__Ausgewählter Auszug__.

■ ■ ■ ■ ■ ■ ■

Ein gutes Krisenmanagement werde angesichts der globalisierten Welt und Krisen aller Art immer wichtiger, sagt eine Sprecherin aus Lauterbachs Haus: „Übungen sind nützliche Instrumente, um die Vorsorgebereitschaft, das ‚Preparedness-Niveau‘, einzuschätzen.“ Durch Analysen werden Risiken einer Pandemie und gleichzeitig die Lücken in den Fähigkeiten von Regierungen und Organisationen aufgezeigt. Doch wie funktionieren solche Simulationen?

Alle Übungen erfordern ein Ausgangsszenario, das entsprechend realistisch geplant werden muss. Eine Aufgabe des Szenarios ist es, bestimmte strategische Ziele und ihre jeweiligen Akteure zu unterstützen.

■ ■ ■ ■ ■ ■ ■

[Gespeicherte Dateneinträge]
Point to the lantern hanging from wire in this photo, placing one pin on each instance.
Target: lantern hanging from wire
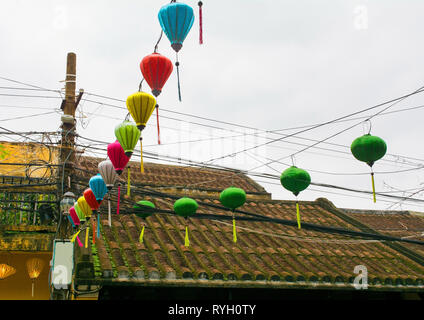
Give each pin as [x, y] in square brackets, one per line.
[143, 209]
[34, 268]
[86, 209]
[6, 271]
[74, 216]
[176, 20]
[156, 70]
[117, 156]
[185, 207]
[369, 149]
[119, 160]
[295, 180]
[233, 198]
[94, 204]
[108, 173]
[128, 135]
[141, 106]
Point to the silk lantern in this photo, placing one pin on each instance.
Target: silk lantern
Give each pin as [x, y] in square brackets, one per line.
[295, 180]
[90, 197]
[156, 70]
[141, 106]
[176, 20]
[369, 149]
[186, 207]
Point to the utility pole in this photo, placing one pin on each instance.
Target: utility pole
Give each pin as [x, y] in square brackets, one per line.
[67, 147]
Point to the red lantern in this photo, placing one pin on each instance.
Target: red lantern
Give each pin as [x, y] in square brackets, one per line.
[156, 70]
[117, 156]
[91, 199]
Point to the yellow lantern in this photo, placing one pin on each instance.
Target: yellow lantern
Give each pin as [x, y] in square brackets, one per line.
[6, 271]
[141, 106]
[34, 267]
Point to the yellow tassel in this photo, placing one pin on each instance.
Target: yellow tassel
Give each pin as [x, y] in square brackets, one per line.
[141, 156]
[141, 235]
[234, 230]
[75, 236]
[187, 241]
[298, 215]
[373, 187]
[86, 236]
[129, 182]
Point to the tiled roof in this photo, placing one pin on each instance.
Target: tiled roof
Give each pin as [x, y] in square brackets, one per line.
[182, 177]
[266, 254]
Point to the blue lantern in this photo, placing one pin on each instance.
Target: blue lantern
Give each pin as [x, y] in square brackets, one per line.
[98, 186]
[176, 20]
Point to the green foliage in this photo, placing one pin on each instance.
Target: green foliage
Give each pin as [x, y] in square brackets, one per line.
[185, 207]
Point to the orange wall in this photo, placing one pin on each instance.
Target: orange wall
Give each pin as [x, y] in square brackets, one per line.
[18, 286]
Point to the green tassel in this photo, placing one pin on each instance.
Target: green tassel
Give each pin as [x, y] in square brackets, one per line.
[141, 235]
[187, 241]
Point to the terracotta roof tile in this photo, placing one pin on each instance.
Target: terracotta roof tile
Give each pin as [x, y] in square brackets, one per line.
[264, 251]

■ ■ ■ ■ ■ ■ ■

__Erwartete Leistung__.
Beantworte bitte anhand des Auszugs oben zum Krisenmanagement die folgenden Fragen:
(a) Wer wird mit der Aussage zum Krisenmanagement zitiert?
(b) Wofür sind Übungen laut diesem Zitat nützliche Instrumente?
(c) Was erfordern alle Übungen?

__Ergebnis__.
(a) Eine Sprecherin aus Lauterbachs Haus.
(b) Um die Vorsorgebereitschaft, das „Preparedness-Niveau“, einzuschätzen.
(c) Ein Ausgangsszenario, das entsprechend realistisch geplant werden muss.